---- Input

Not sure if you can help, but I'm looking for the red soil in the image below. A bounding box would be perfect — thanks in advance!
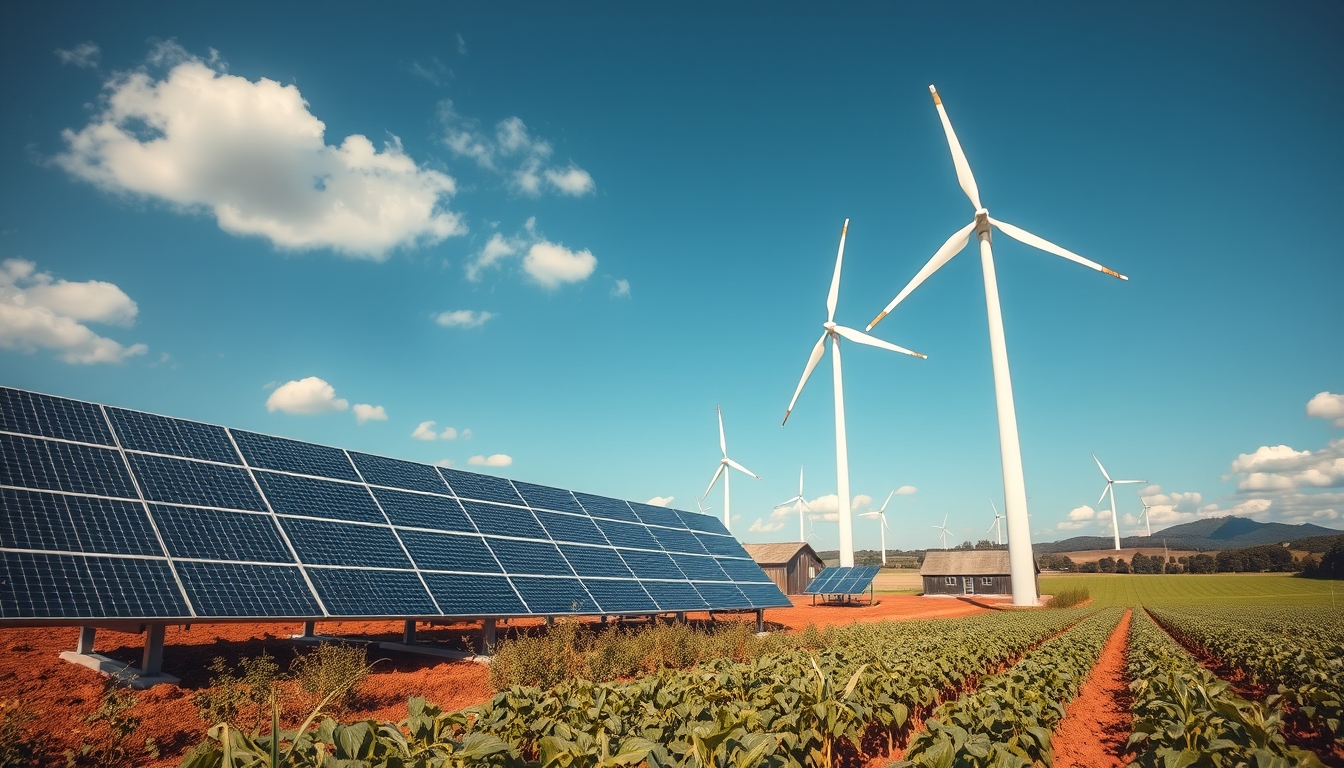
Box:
[0,594,985,768]
[1051,611,1133,768]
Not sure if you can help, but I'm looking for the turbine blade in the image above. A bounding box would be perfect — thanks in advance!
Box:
[724,459,761,480]
[780,332,828,426]
[929,86,982,211]
[866,222,976,331]
[836,325,929,360]
[827,219,849,323]
[989,217,1129,280]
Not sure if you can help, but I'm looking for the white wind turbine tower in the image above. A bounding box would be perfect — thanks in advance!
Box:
[1093,453,1148,550]
[780,219,927,568]
[867,86,1129,605]
[859,491,896,565]
[985,499,1004,543]
[774,467,812,541]
[702,406,761,530]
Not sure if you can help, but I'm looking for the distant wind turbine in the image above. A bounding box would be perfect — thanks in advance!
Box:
[774,467,812,541]
[1091,453,1148,551]
[781,219,926,568]
[867,86,1129,605]
[703,406,761,530]
[859,491,896,565]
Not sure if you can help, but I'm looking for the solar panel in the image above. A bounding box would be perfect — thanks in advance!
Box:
[0,387,789,624]
[804,565,879,594]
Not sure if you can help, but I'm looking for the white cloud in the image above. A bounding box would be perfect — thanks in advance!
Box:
[434,309,495,328]
[438,101,597,198]
[0,258,149,363]
[1306,391,1344,426]
[747,518,784,534]
[355,402,387,424]
[55,44,465,260]
[52,43,102,69]
[266,377,349,416]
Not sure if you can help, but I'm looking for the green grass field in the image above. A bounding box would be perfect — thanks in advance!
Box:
[1040,573,1344,611]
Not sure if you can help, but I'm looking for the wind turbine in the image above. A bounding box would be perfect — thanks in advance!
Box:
[1091,453,1148,551]
[867,86,1129,605]
[780,219,927,568]
[703,406,761,530]
[859,491,896,565]
[774,467,812,541]
[985,499,1004,545]
[933,515,948,549]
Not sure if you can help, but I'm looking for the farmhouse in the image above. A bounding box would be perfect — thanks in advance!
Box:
[742,542,825,594]
[919,549,1040,594]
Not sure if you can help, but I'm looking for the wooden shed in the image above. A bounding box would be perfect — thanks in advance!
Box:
[919,549,1040,594]
[742,542,827,594]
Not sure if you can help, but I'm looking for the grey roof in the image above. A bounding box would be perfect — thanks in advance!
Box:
[742,541,821,565]
[919,549,1040,576]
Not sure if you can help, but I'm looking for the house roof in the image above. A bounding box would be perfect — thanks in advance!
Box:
[919,549,1040,576]
[742,541,821,565]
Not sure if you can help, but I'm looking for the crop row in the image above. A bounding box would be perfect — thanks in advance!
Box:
[1153,608,1344,742]
[896,608,1124,768]
[1129,611,1321,768]
[184,609,1091,768]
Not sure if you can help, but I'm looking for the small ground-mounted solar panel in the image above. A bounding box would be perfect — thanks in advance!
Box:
[0,387,789,625]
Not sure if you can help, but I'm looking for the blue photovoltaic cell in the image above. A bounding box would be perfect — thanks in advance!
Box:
[694,581,753,611]
[672,510,730,535]
[126,453,266,512]
[280,518,411,568]
[597,521,663,550]
[0,389,113,445]
[560,543,634,578]
[574,491,640,523]
[0,551,191,619]
[640,581,708,611]
[398,530,500,573]
[308,568,438,616]
[233,429,359,480]
[0,490,164,557]
[582,578,659,613]
[532,510,606,545]
[177,561,323,619]
[621,549,685,578]
[649,526,706,554]
[672,554,732,581]
[372,488,476,533]
[349,452,449,494]
[485,538,574,576]
[511,576,598,613]
[629,502,685,530]
[423,573,527,617]
[151,504,294,564]
[462,499,550,539]
[108,408,239,464]
[513,480,587,515]
[438,467,523,504]
[255,472,387,523]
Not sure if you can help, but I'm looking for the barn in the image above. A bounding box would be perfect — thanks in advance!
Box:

--------

The exercise -
Put the lines of the entries above into a JSON list of strings, one string per line, with blank lines left out. Leave the pictures out of the answer.

Response for this exercise -
[
  "Not sure if you can help, but I'm looking for the red soil in the image below. A bounding box would be perfect — thanks in advance!",
  "Box:",
  "[0,594,985,768]",
  "[1051,611,1133,768]",
  "Not sure if you can help, but I'm looking for the turbine blade in the image above. A bounding box would be perfect — thanks in advance!",
  "Box:",
  "[724,459,761,480]",
  "[780,332,828,426]",
  "[929,86,982,211]",
  "[866,222,976,331]",
  "[836,325,929,360]",
  "[827,219,849,323]",
  "[989,217,1129,280]",
  "Not sure if you can help, but I'm looking for the white wind turbine tower in the image above. A bounding box would be perfect — thanks in advance!",
  "Box:",
  "[1093,453,1148,550]",
  "[780,219,927,568]",
  "[867,86,1129,605]",
  "[859,491,896,565]",
  "[985,499,1004,543]",
  "[774,467,812,541]",
  "[702,406,761,530]",
  "Not sure if you can help, but I'm looking for the distant wind turbine in the image above. A bounding box would be perfect — thanks in advance!",
  "Box:",
  "[774,467,812,541]",
  "[1091,453,1148,551]",
  "[781,219,926,568]",
  "[867,86,1129,605]",
  "[703,406,761,530]",
  "[859,491,896,565]",
  "Not sure if you can help, but I'm looking for the solar panel in the image above. A bounding box would be perfect — thanks in advance!",
  "Box:",
  "[0,387,789,624]",
  "[804,565,879,594]",
  "Not sure if you can help, but I'm looking for the white cloud in the image above. A bounding box would be perfect — thanks in advance!",
  "Box:",
  "[434,309,495,328]",
  "[438,101,597,198]",
  "[0,258,149,363]",
  "[1306,391,1344,426]",
  "[747,518,784,534]",
  "[355,402,387,424]",
  "[55,44,465,260]",
  "[52,43,102,69]",
  "[266,377,349,416]",
  "Not sure if you can help, but I'm looking for the green grass field in the image above. A bounding box would be perfect — thanks in advance!",
  "Box:",
  "[1040,573,1344,611]",
  "Not sure if you can help, but I'm looking for the wind turbine in the image above. A bounding box would be perfect — thanks in advance!",
  "Box:",
  "[1091,453,1148,551]",
  "[867,86,1129,605]",
  "[780,219,927,568]",
  "[703,406,761,530]",
  "[859,491,896,565]",
  "[774,467,812,541]",
  "[985,499,1004,545]",
  "[933,515,948,549]",
  "Not sure if you can help, but I'm looking for the farmhouse in the image above. A bounding box would be perfect — thanks in advance!",
  "Box:",
  "[742,542,825,594]",
  "[919,549,1040,594]",
  "Not sure if you can help, but I'm looking for the wooden shed in the image above. A bounding box would be perfect — thanks in advance!",
  "Box:",
  "[919,549,1040,594]",
  "[742,542,827,594]",
  "Not sure if you can help, but I'm looking for the grey roof in the image above. A bounding box would be perfect — thanks in advance!",
  "Box:",
  "[742,541,821,565]",
  "[919,549,1040,576]",
  "Not sure if you can help, but I'm looking for the house roof in the image above. A bounding box would be perfect — thanks in advance!",
  "Box:",
  "[919,549,1040,576]",
  "[742,541,821,565]",
  "Not sure if you can help, but I'm looking for the crop row in the image above. A bounding box would be perfect — thanks in advance!",
  "Box:",
  "[1153,608,1344,742]",
  "[896,608,1124,768]",
  "[1129,611,1321,768]",
  "[184,609,1091,768]",
  "Not sure if you can help, but I'm looking for the small ground-mounted solar panel in the image above. A bounding box would be perfect — thanks in advance!",
  "Box:",
  "[0,387,789,625]",
  "Not sure if you can help, but I'm looking for the blue photovoltaic cell in the image above. A bounding box would be perfect — thanks in advance!",
  "Box:",
  "[694,581,753,611]",
  "[672,510,730,535]",
  "[126,453,266,512]",
  "[280,518,411,568]",
  "[597,521,663,550]",
  "[0,389,113,445]",
  "[560,543,634,578]",
  "[574,491,640,523]",
  "[0,551,191,619]",
  "[640,581,708,611]",
  "[398,530,500,573]",
  "[308,568,438,616]",
  "[233,429,359,480]",
  "[0,490,164,557]",
  "[582,578,659,613]",
  "[532,510,606,545]",
  "[177,561,323,619]",
  "[621,549,685,578]",
  "[649,526,706,554]",
  "[672,554,732,581]",
  "[372,488,476,533]",
  "[349,452,449,494]",
  "[485,538,574,576]",
  "[511,576,598,613]",
  "[629,502,685,530]",
  "[423,573,527,617]",
  "[151,504,294,564]",
  "[462,499,550,539]",
  "[108,408,239,464]",
  "[513,480,587,515]",
  "[438,467,523,504]",
  "[255,472,387,523]",
  "Not sure if you can help, but I'm looking for the barn in the image above. A bounding box would be perfect — thanks in advance!",
  "Box:"
]